*What the exercise asks*. Reproduce each of the records below word for word, leaving out the pictures.

— begin —

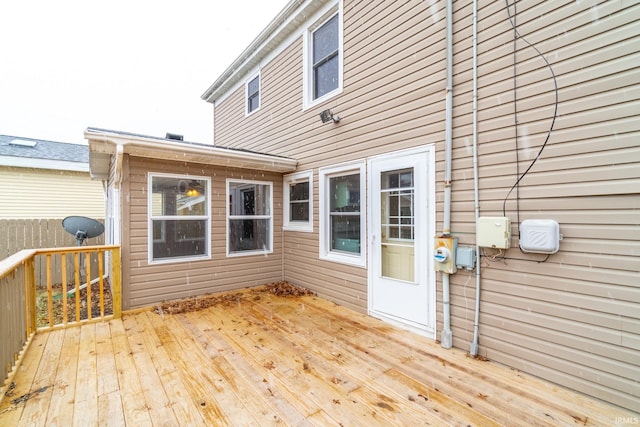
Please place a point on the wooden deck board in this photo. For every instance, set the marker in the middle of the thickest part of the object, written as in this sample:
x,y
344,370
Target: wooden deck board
x,y
265,360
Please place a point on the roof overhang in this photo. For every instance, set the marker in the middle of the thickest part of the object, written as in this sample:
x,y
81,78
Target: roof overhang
x,y
294,14
104,144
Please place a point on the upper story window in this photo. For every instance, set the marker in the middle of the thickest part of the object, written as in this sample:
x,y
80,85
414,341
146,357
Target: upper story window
x,y
179,217
326,56
298,201
253,94
323,53
249,217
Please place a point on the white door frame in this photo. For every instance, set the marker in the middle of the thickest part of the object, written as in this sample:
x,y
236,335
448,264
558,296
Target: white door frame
x,y
424,241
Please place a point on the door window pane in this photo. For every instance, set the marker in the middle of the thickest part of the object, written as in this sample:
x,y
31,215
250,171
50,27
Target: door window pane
x,y
397,224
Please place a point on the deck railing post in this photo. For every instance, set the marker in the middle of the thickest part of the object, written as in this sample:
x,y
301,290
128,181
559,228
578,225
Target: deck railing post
x,y
116,283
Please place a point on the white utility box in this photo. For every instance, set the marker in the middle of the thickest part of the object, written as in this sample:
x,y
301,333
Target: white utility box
x,y
540,236
494,232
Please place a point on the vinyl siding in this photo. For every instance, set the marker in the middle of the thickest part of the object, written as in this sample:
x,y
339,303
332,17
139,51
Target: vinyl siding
x,y
150,284
28,193
390,98
572,318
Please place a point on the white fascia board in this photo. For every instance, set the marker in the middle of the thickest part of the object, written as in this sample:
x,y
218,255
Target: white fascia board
x,y
28,162
106,143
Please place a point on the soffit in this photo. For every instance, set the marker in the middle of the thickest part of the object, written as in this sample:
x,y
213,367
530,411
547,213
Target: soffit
x,y
103,144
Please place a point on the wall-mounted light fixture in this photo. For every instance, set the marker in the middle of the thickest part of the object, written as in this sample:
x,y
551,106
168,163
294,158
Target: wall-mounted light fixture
x,y
328,116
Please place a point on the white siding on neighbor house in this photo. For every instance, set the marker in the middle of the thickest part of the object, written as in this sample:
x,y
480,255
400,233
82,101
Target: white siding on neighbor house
x,y
28,193
145,284
572,318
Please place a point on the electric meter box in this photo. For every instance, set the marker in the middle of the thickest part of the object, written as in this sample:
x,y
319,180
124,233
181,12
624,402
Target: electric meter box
x,y
540,236
494,232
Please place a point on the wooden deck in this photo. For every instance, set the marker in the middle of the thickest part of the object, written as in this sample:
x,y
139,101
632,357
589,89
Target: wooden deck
x,y
259,359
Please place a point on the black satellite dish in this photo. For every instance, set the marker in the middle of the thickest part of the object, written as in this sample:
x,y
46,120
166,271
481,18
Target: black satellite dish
x,y
82,227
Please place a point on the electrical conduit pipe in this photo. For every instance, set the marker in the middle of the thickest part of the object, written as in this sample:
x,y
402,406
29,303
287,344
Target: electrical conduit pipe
x,y
446,339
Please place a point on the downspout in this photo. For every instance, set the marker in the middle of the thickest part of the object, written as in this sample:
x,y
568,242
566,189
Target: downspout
x,y
117,184
446,338
474,345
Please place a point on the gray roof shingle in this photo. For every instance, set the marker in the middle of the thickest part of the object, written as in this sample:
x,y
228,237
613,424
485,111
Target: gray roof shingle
x,y
42,149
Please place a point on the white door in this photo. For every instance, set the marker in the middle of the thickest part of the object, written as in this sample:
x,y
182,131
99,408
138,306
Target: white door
x,y
401,232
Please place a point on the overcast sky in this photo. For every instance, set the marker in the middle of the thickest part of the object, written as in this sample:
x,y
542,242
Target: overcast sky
x,y
130,65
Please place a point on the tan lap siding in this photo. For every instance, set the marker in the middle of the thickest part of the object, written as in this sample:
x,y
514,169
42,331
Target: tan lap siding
x,y
150,284
574,318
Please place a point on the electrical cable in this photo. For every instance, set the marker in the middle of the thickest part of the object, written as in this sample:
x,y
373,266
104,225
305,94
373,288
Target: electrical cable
x,y
553,120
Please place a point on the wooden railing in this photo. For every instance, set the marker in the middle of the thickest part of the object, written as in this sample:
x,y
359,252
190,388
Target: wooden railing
x,y
77,289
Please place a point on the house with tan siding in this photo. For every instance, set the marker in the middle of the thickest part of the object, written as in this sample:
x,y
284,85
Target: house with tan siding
x,y
466,170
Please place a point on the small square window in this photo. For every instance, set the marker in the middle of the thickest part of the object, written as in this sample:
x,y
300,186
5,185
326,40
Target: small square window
x,y
298,201
326,55
253,94
323,57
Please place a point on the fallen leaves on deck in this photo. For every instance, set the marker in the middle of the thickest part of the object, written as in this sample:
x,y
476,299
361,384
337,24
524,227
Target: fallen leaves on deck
x,y
28,396
186,305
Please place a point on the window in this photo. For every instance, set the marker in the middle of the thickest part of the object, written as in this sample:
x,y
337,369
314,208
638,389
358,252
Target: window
x,y
323,56
253,94
342,222
249,220
179,219
298,201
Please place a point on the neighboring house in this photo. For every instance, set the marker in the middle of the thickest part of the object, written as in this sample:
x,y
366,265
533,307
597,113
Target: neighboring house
x,y
430,127
42,182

— end —

*Response to this task*.
Please place a point on the wooden deck board in this photo. For every instance, set the marker in the middle of the thickest part of the object, written as in this sample:
x,y
344,370
Target: wooden deck board
x,y
265,360
Please place a point on the roof overhang in this photo. For every instance, set the marker in the middle of the thickest part of the object, written as in this sample:
x,y
81,78
Target: roof overhang
x,y
294,14
104,144
Please place a point on the upper story window in this photo. For every instance, set the marker in the middle of the thickest part of the object, written as in this sample:
x,y
80,85
414,341
146,357
Target: upper story window
x,y
179,217
326,56
298,201
253,94
323,53
249,217
Please place a point on the white door frame in this photo. For every instance, set the marker in the middle of the thickest part of the object, written as in this sample:
x,y
236,335
448,264
558,296
Target: white door frame
x,y
424,241
Please place a point on the door window pane in this photo. For every instance, set the marker in the middle of the thickest part of the object, written as in this sample:
x,y
31,215
250,171
50,27
Target: door window pane
x,y
397,224
Please place a point on the deck railing post in this photo. For every instance, set the marker in the middle of the thickest part of the object, written as in this sample:
x,y
301,290
128,181
559,228
578,225
Target: deck railing post
x,y
116,283
Please place a point on the white utility box in this photo. For every instance, set the marker in the middle of the thickest part of the object, written as in this sample:
x,y
301,333
Target: white utility box
x,y
540,236
494,232
Please place a point on the vinyl siding in this photo. For every instance, set the marker in the middle of the thickest part of the object, written as in this sample:
x,y
339,303
332,17
139,51
Target: vinyl siding
x,y
150,284
28,193
390,98
572,318
Please place a point on the white fascia board in this photo. For every instance, set the marker in the middle of the thickest part of the object, written as in this sample:
x,y
218,255
Target: white fascia board
x,y
28,162
106,143
Please place a point on the soffit in this photo. For every instance, set the marker in the middle of the thickest part of the object, written as in this sample:
x,y
213,367
530,411
547,213
Target: soffit
x,y
103,144
Please place a point on the wall-mounted light fixture in this photo. For every instance, set the marker in the middle of the thickest part of the object, written as in this sample:
x,y
551,106
168,163
294,158
Target: wall-mounted light fixture
x,y
328,116
Please place a point on the white siding on neighbor house in this photo. For every instance, set the marker in the middle of the thickest part of the object, written as in this sample:
x,y
480,255
400,233
82,101
Target: white siding on neighbor house
x,y
28,193
145,284
572,318
Please place a point on the electric meter box in this photo. For every instance, set the marker in the middle of the thickest part of the object, written as in this sample:
x,y
319,180
124,233
181,12
624,402
Target: electric meter box
x,y
540,236
494,232
Please place a point on the wooden deck in this photo. For every instance, set the marker in the middle of the thickest part of the object, written as in this sample:
x,y
139,101
632,357
589,89
Target: wooden deck
x,y
259,359
Please place a point on the black satellite dish in this photo. For every instance, set the marker in the middle of the thickest part of the object, written as in this sample:
x,y
46,120
166,271
481,18
Target: black satellite dish
x,y
82,227
Please place a point on the electrical conduit pipe in this photo. For every instance, set the marker in the middle of the thickest part of the object, written as in this sample:
x,y
402,406
29,303
287,344
Target: electrical conduit pipe
x,y
446,339
Please place a point on the downspout in this photo. For every instance, set the marker in the middle of the thickest part of the object, written as in this sample:
x,y
568,242
566,189
Target: downspout
x,y
117,184
446,338
474,345
Please place a point on the gray roof shingle in this photo. For every instance, set the marker in the middle of the thickest part of the object, written as in this sample:
x,y
228,237
613,424
485,111
Target: gray roof shingle
x,y
42,149
Please place a point on the white door in this photo. For every instance, set the marker in the middle of the thickest part of the object, written as in this sample:
x,y
182,131
99,408
138,306
Target: white door
x,y
401,232
Please place a point on the overcast sky in this photo. For every instance, set the marker in the middle of the thickest part of the object, written as in this sample:
x,y
542,242
Target: overcast sky
x,y
130,65
Please place a point on the tan lap siding in this photo. For every instance, set the marker in the middle of the thickest part of the object, written as in this sample:
x,y
514,169
42,331
Target: tan lap siding
x,y
150,284
574,318
Please place a point on the electrical cable in this photo. For every instance, set the marker in the middle of the thickest part of the object, written as in this sample:
x,y
373,266
104,225
305,94
373,288
Target: electrical cable
x,y
553,120
Please place a point on the wooden railing in this photo. For every instance, set the marker in the middle of the thickest part of the object, written as in this sample:
x,y
359,252
190,388
Target: wooden railing
x,y
77,289
Please place a point on the house with tan siding in this photo. For every instance, set the marker in the middle of the thickest part of the object, written as in this sample:
x,y
284,85
Target: house with tan siding
x,y
466,170
Please place a point on the small square window in this photo. For every instance, set the marker in the middle of the thickest part of the object, written as in this sample:
x,y
300,186
5,185
326,40
Target: small square window
x,y
298,201
326,55
253,94
323,57
Please place a point on the fallen leaves on deck in this photo. For every instance, set the marker in the middle of the thickest part of the object, written as in this sample:
x,y
476,299
361,384
337,24
524,227
Target: fallen leaves on deck
x,y
28,396
186,305
Please place a point on the window in this photo. For every instance, set the marker in the middle of the thickest part of the object, written as in this sample:
x,y
337,369
314,208
638,389
358,252
Target: window
x,y
323,56
253,94
342,222
249,220
179,219
298,201
Please place a point on the neighboring house in this photo. For every instance, set the marker in the middle of the thickest part of the object, written as in this sample:
x,y
366,265
533,307
597,113
Target: neighboring house
x,y
430,127
42,182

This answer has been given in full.